++++ PROVIDED RECORDS
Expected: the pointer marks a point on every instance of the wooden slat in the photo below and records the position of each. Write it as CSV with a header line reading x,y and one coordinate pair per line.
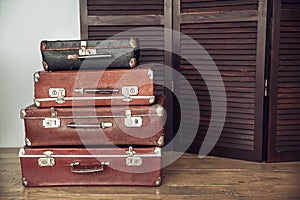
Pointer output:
x,y
219,17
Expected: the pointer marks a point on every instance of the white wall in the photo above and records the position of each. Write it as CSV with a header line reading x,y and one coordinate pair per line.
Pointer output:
x,y
23,24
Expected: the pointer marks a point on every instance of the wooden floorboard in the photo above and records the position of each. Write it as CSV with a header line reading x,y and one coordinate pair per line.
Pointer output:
x,y
188,178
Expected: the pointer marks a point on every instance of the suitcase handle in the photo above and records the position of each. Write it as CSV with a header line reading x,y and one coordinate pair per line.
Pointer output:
x,y
80,57
85,170
96,90
102,125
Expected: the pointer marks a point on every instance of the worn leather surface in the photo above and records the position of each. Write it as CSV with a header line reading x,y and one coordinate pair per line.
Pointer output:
x,y
55,54
148,134
115,79
117,173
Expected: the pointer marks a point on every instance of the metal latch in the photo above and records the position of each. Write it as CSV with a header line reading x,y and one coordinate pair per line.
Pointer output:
x,y
47,160
85,52
132,121
128,91
52,122
58,93
133,160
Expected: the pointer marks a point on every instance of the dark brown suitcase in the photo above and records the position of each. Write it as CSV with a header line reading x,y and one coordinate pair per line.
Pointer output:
x,y
119,125
90,54
98,166
94,87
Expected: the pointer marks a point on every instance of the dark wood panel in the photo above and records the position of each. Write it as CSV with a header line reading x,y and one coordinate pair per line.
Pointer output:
x,y
284,134
232,41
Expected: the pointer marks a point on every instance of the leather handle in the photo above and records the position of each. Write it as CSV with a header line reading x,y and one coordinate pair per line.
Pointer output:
x,y
92,169
90,56
102,125
107,55
96,90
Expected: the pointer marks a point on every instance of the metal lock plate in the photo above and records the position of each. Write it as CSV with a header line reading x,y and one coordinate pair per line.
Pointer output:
x,y
134,161
130,90
132,121
52,122
57,92
46,161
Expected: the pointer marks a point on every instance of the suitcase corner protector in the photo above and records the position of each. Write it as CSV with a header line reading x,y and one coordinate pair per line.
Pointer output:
x,y
25,182
43,45
36,77
21,152
158,181
150,74
134,43
22,113
37,102
151,99
161,141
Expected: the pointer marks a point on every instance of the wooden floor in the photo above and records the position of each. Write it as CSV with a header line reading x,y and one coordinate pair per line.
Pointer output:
x,y
187,178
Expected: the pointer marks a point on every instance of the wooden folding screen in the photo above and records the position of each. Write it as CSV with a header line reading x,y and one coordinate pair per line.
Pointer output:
x,y
284,109
233,33
101,19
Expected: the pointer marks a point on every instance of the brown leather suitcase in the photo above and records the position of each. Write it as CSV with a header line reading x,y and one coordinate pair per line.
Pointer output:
x,y
94,87
89,54
119,125
97,166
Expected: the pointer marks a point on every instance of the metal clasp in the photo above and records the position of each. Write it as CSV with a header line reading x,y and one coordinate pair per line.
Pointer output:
x,y
128,91
133,160
58,93
132,121
47,161
53,121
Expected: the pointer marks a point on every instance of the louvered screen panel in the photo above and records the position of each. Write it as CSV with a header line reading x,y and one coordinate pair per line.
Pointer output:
x,y
101,19
284,134
128,7
228,30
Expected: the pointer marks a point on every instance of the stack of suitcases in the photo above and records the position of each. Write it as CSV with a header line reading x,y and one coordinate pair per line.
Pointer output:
x,y
90,125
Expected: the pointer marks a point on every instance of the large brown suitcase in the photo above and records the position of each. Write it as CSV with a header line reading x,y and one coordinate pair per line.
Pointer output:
x,y
94,87
90,54
119,125
98,166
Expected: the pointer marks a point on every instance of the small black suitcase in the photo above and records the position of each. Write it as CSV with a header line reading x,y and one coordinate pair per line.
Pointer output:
x,y
89,54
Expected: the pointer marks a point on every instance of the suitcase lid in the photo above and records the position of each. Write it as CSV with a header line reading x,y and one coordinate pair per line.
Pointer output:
x,y
47,45
156,109
26,152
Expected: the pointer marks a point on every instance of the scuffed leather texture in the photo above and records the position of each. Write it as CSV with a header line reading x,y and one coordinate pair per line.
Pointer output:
x,y
116,173
117,78
55,54
148,134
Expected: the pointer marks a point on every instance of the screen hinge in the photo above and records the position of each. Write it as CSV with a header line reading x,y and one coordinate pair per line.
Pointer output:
x,y
266,87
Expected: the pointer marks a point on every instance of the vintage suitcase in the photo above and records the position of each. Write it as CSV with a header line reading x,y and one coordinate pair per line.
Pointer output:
x,y
92,166
119,125
90,54
94,87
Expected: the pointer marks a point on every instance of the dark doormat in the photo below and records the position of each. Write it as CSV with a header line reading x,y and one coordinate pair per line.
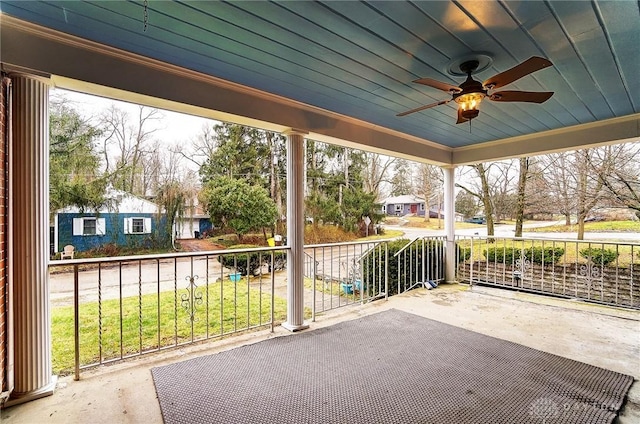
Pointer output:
x,y
390,367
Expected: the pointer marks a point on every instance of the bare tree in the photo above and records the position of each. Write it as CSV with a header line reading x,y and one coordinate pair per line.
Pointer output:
x,y
483,193
619,169
523,175
558,169
430,178
129,138
376,172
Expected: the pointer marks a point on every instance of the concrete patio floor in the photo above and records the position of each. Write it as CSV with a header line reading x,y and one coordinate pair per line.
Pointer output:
x,y
598,335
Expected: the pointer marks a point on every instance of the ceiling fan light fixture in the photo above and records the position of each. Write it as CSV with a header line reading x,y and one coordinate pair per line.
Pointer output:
x,y
469,103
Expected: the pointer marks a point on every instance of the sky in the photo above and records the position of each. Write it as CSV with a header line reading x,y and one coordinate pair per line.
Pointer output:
x,y
173,128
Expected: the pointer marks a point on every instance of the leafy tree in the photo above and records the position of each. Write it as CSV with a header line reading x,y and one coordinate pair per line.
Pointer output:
x,y
238,205
171,198
74,163
356,205
241,152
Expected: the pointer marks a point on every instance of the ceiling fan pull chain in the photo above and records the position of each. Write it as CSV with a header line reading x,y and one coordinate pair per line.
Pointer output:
x,y
145,15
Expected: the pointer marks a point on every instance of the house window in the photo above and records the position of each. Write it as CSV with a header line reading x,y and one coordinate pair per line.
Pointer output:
x,y
137,225
89,227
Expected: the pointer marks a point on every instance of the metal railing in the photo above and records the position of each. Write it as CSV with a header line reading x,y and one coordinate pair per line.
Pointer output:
x,y
594,271
122,307
342,274
109,309
419,263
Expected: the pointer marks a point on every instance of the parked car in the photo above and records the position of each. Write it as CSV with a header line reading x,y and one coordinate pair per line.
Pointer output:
x,y
476,220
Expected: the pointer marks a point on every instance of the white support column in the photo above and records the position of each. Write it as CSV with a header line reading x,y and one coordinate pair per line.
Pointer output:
x,y
449,224
29,239
295,231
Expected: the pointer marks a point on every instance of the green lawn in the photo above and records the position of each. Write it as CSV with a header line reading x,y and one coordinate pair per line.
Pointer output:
x,y
154,321
593,227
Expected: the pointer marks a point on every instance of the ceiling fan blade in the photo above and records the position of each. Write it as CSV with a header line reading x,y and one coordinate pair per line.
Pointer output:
x,y
439,85
461,119
525,68
521,96
418,109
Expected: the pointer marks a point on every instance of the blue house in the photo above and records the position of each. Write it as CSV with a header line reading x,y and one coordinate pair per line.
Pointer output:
x,y
127,221
404,205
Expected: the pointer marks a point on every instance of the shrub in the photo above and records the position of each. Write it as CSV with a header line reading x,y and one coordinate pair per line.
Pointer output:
x,y
507,255
462,254
252,262
544,255
326,234
599,256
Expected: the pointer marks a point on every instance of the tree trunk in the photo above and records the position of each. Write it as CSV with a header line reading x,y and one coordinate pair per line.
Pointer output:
x,y
486,200
522,183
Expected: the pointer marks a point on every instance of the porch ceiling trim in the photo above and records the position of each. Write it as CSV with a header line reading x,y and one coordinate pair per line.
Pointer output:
x,y
81,65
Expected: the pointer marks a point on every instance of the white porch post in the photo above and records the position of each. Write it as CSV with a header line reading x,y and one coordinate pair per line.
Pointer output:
x,y
29,239
449,224
295,231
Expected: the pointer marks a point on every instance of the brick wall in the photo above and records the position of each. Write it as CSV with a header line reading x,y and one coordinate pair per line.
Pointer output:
x,y
3,238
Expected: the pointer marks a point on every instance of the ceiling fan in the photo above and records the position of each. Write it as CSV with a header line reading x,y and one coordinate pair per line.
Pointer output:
x,y
471,92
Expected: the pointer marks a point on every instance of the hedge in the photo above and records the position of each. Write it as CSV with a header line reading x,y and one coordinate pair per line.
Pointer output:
x,y
250,262
599,256
537,255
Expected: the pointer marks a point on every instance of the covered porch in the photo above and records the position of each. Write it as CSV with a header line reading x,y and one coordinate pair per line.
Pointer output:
x,y
603,336
346,86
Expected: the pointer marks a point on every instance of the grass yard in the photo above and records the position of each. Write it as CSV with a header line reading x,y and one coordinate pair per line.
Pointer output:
x,y
593,227
136,325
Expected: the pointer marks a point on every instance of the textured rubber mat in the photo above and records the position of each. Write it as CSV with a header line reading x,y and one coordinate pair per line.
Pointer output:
x,y
391,367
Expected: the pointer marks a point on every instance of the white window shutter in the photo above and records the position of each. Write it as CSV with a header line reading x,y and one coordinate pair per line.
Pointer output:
x,y
147,225
101,226
78,227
++++++++
▶ ABOUT THIS TASK: Copy each line of the data that contains the word "panel", leaving the other lines out.

▶ YOUR SOLUTION:
Expected: the pointer marks a point on every instance of the dark wood panel in the photo above and records the position of each. Write it as CSV with a header line reading x,y and one coordinate pair per line.
Expected: the pointer marks a point on every instance of the louvered screen panel in the photo above and records the position of each. Write it as CSV with a header line reading x,y and one coordinate pair per line.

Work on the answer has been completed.